- _Records for processing_

------------------------

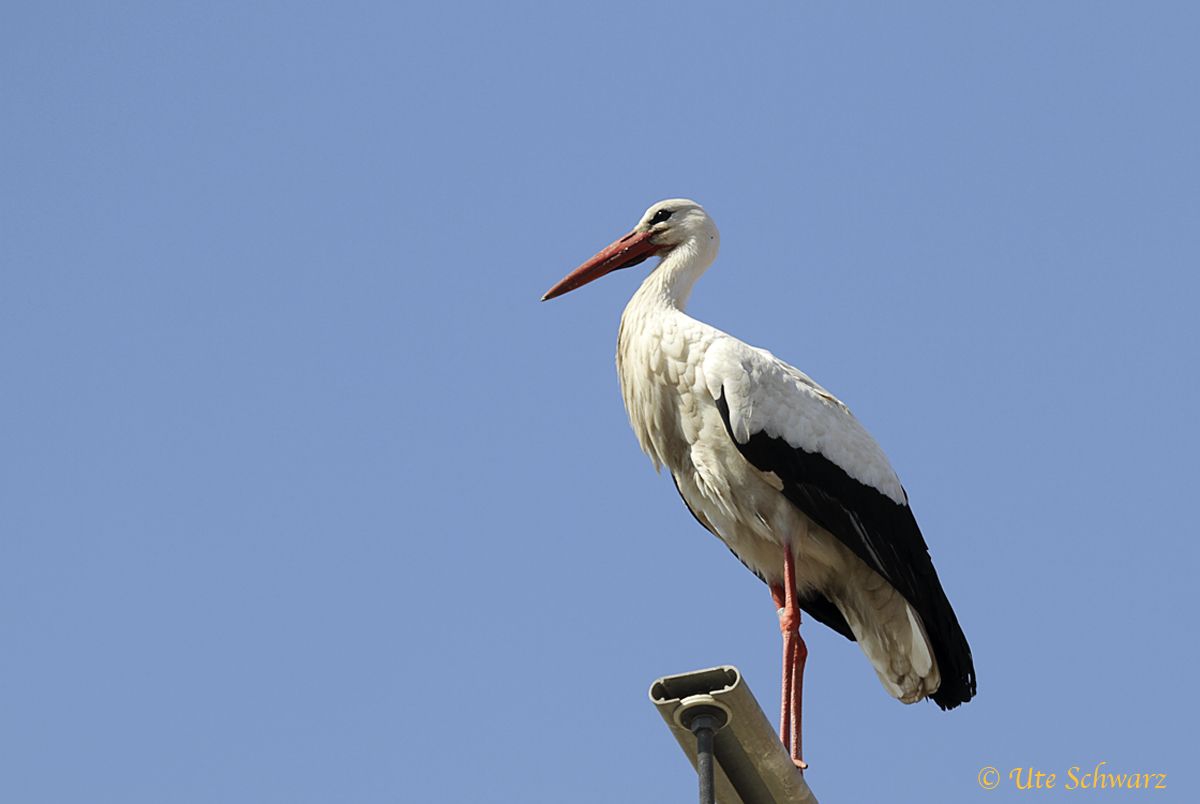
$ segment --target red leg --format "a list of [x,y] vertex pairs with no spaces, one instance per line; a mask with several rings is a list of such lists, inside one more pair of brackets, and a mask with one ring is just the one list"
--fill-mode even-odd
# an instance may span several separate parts
[[794,664],[792,670],[792,733],[796,735],[792,745],[792,762],[795,762],[796,767],[800,770],[808,767],[808,763],[804,761],[803,742],[800,736],[800,707],[804,698],[804,663],[806,661],[808,661],[808,646],[804,644],[804,637],[800,636],[800,631],[797,630],[792,653]]
[[801,701],[804,689],[804,664],[808,646],[800,636],[800,604],[796,600],[796,559],[790,547],[783,551],[783,587],[771,587],[771,597],[779,610],[779,629],[783,632],[783,683],[779,713],[779,739],[791,754],[796,767],[803,770],[801,744]]
[[779,703],[779,741],[789,751],[792,748],[792,645],[789,630],[784,625],[787,611],[787,596],[782,586],[771,587],[771,599],[775,601],[775,610],[779,614],[779,629],[783,632],[783,673],[781,674],[780,703]]

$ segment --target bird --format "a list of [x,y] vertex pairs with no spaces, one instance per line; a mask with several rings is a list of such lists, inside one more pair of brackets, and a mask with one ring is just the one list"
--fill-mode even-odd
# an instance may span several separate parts
[[770,589],[783,635],[779,739],[803,772],[801,612],[856,641],[906,704],[970,701],[975,666],[907,492],[850,409],[765,349],[686,313],[720,242],[695,201],[659,201],[542,301],[658,258],[621,315],[621,395],[654,467]]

------------------------

- _Goal of the exercise_
The task calls for duplicating the data exactly, with no images kept.

- _Task solution_
$ segment --target red leg --format "a list of [x,y] vertex pairs with no spaces, one instance per line; a mask with several rings is a list of such lists, inside one more pair of brackets, and a mask with one ring is just the one list"
--fill-mode even-odd
# an instance may span several separate parts
[[794,664],[792,670],[792,733],[796,735],[792,745],[792,762],[795,762],[796,767],[800,770],[808,767],[808,763],[804,761],[803,742],[800,736],[800,707],[804,698],[804,663],[806,661],[808,661],[808,646],[804,644],[804,637],[800,636],[800,631],[797,630],[792,653]]
[[801,701],[804,689],[804,664],[808,646],[800,636],[800,604],[796,600],[796,559],[790,547],[783,551],[783,587],[771,587],[771,597],[779,610],[779,629],[783,632],[783,683],[779,713],[779,739],[791,754],[796,767],[803,770],[801,744]]
[[779,703],[779,741],[789,751],[792,748],[792,645],[789,630],[784,625],[787,611],[787,596],[782,586],[771,587],[771,599],[775,601],[775,610],[779,614],[779,629],[783,632],[783,673],[781,674],[780,703]]

$ segment --target bird --format "a list of [x,y] vertex pairs with no spaces, one instance per line; a mask with several rings is a list of such lists, inside one more pair of brackets, and a mask with one ring is just the one list"
--fill-mode even-odd
# an instance may span several separate parts
[[770,589],[783,635],[779,739],[803,772],[801,612],[856,641],[906,704],[970,701],[975,666],[907,492],[850,409],[765,349],[686,313],[720,242],[695,201],[659,201],[542,301],[658,258],[621,315],[621,395],[654,467]]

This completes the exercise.